_EXCERPTED PASSAGE_
If your employer is uncertain about its status, it can contact the IRS outreach program. See IRS Publication 571, which covers the 403(b), too.

What investment options are available to 403(b) participants?
Unlike the 401(k), 403(b) participants cannot invest in individual stocks. Instead, their choices are:

Annuity and variable annuity contracts with insurance companies.
A custodial account made up of mutual funds. This is known as a 403(b)(7).
Retirement income accounts for churches.
How does a 403(b) work?
Participants set aside money on a pre-tax basis through a salary reduction agreement with their employer. The money is then directed to a financial institution selected by the employer. Like the 401(k), the money grows tax-deferred until retirement. It is taxed as ordinary income when withdrawn.

Are 403(b) participants limited to the vendors offered by their employers?
Yes and no. How's that for an election year answer? Generally, 403(b) participants can only contribute to the vendors offered or sponsored by their employers. In many cases, especially at K-12 schools, these choices are really no choice at all.

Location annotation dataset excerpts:
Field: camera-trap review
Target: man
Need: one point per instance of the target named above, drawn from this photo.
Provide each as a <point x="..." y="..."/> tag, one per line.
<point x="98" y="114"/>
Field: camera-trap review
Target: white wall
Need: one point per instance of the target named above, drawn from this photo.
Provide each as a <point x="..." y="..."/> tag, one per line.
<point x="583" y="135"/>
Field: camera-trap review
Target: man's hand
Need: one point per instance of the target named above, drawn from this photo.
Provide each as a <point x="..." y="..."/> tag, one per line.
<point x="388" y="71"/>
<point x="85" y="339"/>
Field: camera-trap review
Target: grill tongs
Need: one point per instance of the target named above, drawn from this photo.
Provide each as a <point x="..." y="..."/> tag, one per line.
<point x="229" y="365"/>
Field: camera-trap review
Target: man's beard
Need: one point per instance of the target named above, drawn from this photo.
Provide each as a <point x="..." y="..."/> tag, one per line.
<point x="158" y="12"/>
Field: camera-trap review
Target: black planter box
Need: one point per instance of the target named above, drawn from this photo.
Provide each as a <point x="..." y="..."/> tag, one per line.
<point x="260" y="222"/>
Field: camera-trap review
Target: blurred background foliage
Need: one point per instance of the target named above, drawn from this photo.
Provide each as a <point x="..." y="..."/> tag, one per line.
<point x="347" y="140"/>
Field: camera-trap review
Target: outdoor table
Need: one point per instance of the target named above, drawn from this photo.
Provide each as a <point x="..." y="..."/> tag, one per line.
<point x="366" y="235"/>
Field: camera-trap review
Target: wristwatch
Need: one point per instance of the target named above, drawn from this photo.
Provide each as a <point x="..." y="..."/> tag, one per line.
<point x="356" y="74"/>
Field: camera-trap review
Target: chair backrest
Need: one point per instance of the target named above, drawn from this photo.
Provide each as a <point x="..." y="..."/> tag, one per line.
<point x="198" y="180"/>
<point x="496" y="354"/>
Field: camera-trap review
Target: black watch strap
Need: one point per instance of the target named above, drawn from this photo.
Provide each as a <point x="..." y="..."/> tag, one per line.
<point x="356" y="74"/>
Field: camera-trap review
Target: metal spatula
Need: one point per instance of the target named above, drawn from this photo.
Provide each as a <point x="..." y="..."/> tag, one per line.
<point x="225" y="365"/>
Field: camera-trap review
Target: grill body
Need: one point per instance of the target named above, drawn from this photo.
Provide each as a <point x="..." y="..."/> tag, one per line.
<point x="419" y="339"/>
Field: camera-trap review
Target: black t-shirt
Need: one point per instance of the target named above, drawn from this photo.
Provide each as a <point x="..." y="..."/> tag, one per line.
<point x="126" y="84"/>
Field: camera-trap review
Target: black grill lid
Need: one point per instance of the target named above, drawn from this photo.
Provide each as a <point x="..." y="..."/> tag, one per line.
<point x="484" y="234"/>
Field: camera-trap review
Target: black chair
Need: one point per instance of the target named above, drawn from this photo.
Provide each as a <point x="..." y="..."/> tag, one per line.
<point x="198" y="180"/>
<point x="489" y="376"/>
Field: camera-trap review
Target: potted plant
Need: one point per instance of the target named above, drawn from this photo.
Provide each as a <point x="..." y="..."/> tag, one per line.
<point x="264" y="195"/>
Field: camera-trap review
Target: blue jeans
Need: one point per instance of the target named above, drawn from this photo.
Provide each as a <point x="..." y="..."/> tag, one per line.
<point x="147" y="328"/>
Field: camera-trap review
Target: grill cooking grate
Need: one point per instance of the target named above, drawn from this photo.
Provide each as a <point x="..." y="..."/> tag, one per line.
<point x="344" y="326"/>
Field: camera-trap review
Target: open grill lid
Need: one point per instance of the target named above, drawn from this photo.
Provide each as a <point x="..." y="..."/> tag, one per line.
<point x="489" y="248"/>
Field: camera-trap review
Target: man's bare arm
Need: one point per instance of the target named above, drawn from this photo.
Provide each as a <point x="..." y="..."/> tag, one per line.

...

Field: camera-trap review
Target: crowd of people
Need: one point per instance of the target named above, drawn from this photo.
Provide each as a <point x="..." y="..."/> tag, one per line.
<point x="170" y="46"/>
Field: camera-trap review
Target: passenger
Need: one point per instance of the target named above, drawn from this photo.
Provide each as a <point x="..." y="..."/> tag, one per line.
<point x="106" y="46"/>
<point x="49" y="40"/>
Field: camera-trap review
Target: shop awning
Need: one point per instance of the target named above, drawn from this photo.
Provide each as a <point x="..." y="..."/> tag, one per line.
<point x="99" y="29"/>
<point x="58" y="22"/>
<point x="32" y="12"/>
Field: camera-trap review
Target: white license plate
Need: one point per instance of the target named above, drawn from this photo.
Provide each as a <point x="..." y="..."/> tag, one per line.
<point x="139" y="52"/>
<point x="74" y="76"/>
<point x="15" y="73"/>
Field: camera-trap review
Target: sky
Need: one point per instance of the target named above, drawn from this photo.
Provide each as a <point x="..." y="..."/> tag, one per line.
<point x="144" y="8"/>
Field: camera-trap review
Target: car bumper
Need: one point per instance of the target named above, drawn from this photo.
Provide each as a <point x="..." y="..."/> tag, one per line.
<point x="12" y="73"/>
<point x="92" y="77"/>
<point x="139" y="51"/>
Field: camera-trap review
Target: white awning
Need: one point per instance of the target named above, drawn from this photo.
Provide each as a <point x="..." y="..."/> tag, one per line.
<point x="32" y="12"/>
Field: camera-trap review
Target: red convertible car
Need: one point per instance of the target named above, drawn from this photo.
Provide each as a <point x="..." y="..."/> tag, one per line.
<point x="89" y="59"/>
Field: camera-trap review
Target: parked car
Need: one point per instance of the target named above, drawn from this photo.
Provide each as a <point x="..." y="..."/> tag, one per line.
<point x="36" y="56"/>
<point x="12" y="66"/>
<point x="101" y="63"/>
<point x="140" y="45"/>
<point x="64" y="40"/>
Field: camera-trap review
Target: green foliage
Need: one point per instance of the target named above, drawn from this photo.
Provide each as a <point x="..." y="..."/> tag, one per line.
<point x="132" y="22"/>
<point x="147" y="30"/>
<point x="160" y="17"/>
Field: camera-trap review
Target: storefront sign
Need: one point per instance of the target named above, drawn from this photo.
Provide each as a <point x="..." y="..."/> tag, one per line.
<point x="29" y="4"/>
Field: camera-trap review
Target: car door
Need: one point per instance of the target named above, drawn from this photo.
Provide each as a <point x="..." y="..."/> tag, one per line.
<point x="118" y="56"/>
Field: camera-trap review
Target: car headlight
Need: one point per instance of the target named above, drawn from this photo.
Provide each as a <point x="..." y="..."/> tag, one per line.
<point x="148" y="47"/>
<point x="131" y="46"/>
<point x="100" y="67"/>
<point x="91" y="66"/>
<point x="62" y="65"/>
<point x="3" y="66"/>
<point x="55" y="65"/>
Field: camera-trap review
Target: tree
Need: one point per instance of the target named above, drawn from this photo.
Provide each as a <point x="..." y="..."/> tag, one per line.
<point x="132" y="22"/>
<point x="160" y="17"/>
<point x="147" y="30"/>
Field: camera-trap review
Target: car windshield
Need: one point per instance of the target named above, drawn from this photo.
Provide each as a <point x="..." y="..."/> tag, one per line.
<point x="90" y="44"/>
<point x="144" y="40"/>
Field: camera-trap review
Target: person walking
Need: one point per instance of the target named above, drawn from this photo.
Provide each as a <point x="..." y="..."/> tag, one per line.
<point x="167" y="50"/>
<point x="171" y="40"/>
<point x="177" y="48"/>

_DIRECTIVE_
Answer these questions about the 403(b) passage:
(a) Which IRS publication does it cite as also covering the 403(b)?
(b) What name is given to a custodial account made up of mutual funds?
(c) How is the money taxed when it is withdrawn?
Work from the 403(b) passage alone.

_ANSWER TO THIS PROBLEM_
(a) IRS Publication 571
(b) A 403(b)(7)
(c) As ordinary income